Selected extract
In an interview with The Financial Times, the agency’s head, Elke König, said that while there has been progress in how the EU handles bank failures, it is still “an ongoing challenge.”

The SRB is part of a larger plan by the Eurozone to create a “banking union” that will transfer banks’ operational responsibilities to the European level. During the 2008 financial crisis, politicians had to decide whether to bail out failing major banks or let them go bankrupt. The SRB, which is based in Brussels and has a staff of 300, was formed to avoid these decisions, with the agency given the power to write down creditors, break up a bank or arrange a sale, with a focus on maintaining the failing financial institution’s critical functions.

The agency’s first task came in June 2017 when it handled the fledgling Banco Popular, which was then Spain’s sixth-largest lender. The bank was quickly running out of money, so the SRB planned overnight to force lower-ranked creditors to take losses and then sell the bank to Banco Santander for a symbolic euro. So far, Banco Popular is the only financial institution to go through the agency’s resolution process.

Coordinate labeling data
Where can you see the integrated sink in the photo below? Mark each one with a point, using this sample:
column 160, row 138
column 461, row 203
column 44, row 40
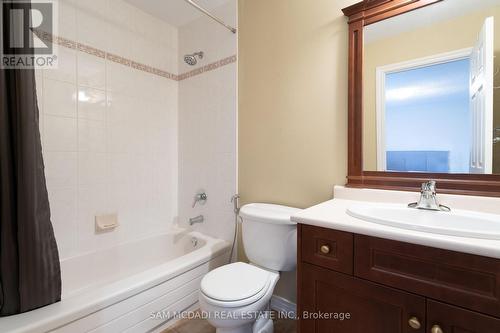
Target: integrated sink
column 455, row 223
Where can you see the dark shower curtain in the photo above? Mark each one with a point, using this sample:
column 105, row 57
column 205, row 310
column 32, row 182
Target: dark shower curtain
column 29, row 261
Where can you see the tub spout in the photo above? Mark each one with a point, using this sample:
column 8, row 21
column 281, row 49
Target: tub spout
column 197, row 219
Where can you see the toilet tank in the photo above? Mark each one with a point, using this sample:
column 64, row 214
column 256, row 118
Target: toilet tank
column 269, row 237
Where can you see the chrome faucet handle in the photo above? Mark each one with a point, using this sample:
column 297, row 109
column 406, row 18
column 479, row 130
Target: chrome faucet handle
column 429, row 187
column 428, row 199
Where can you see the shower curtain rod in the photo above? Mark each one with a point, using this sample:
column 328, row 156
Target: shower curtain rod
column 206, row 12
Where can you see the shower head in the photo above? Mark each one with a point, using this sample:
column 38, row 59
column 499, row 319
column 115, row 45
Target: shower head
column 191, row 60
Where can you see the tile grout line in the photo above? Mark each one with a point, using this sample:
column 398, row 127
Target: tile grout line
column 131, row 63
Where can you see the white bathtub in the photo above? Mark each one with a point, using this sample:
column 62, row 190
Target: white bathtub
column 118, row 289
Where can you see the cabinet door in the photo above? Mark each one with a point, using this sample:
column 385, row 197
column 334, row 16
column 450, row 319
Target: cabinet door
column 372, row 308
column 451, row 319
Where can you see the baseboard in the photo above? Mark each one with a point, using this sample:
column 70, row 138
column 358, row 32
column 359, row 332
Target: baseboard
column 283, row 305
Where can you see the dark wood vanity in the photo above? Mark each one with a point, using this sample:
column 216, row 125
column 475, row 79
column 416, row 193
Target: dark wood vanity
column 391, row 287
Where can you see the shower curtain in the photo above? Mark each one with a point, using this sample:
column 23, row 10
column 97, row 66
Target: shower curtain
column 30, row 274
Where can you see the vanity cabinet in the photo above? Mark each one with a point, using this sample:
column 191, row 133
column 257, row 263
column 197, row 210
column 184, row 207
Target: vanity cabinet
column 390, row 287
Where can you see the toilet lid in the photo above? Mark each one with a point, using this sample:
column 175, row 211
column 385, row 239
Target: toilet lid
column 234, row 282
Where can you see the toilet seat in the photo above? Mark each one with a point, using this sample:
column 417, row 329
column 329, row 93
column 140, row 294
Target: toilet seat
column 235, row 285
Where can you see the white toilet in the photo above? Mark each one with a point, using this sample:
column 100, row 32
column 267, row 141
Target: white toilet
column 236, row 295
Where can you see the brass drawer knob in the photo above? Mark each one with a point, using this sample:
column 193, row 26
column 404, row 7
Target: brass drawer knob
column 436, row 329
column 414, row 323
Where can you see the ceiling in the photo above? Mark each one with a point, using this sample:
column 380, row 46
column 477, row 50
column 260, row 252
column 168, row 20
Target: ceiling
column 426, row 16
column 175, row 12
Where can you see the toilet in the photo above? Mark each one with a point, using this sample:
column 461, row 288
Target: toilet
column 236, row 296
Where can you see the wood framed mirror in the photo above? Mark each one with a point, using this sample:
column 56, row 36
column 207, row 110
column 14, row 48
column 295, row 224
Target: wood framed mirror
column 422, row 94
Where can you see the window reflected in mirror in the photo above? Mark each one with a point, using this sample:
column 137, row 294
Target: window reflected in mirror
column 430, row 93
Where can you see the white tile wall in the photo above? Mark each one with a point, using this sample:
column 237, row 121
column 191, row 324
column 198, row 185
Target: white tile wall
column 208, row 125
column 109, row 132
column 119, row 140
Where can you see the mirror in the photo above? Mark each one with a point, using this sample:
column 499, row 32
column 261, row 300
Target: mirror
column 431, row 90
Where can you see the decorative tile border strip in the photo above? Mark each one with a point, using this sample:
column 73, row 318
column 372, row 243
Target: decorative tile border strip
column 209, row 67
column 130, row 63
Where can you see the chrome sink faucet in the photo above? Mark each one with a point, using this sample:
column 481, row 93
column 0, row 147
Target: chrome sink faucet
column 428, row 199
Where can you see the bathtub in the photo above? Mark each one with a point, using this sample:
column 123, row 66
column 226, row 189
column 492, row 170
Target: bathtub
column 133, row 287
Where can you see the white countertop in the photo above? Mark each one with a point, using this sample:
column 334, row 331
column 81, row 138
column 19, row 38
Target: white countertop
column 332, row 214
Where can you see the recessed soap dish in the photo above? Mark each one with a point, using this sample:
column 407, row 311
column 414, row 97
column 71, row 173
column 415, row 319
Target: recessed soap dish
column 106, row 222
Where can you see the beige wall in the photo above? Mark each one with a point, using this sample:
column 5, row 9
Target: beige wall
column 442, row 37
column 292, row 103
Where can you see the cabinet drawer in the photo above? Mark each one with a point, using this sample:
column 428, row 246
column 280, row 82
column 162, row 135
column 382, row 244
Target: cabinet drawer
column 452, row 319
column 327, row 248
column 466, row 280
column 372, row 308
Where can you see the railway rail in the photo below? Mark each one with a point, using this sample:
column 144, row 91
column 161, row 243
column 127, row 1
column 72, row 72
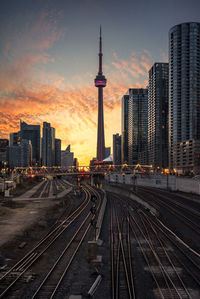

What you will do
1. Answer these questions using the passage on the SRB.
(a) Where is the SRB based, and how many staff does it have?
(b) When did the agency take on its first task, and which bank did it handle?
(c) Which bank bought Banco Popular, and for what price?
2. List every power that the passage on the SRB says the agency was given.
3. Continue the passage on the SRB from its last sentence.

Exercise responses
1.
(a) It is based in Brussels and has a staff of 300.
(b) In June 2017 it handled Banco Popular.
(c) Banco Santander bought it for a symbolic euro.

2.
- To write down creditors
- To break up a bank
- To arrange a sale

3.
König said the resolution was a “game changer” for the bloc’s banking system. “It was proof that we can resolve a bank,” she said.

But not everyone was happy — especially the bank’s shareholders and bondholders, who lost money.  “It is not that our clients have any issue with the resolution process per se . . . It is the fact that the Banco Popular resolution has been flawed at almost every point in its evolution,” said Richard East, co-managing partner at Quinn Emanuel, a law firm for the bondholders.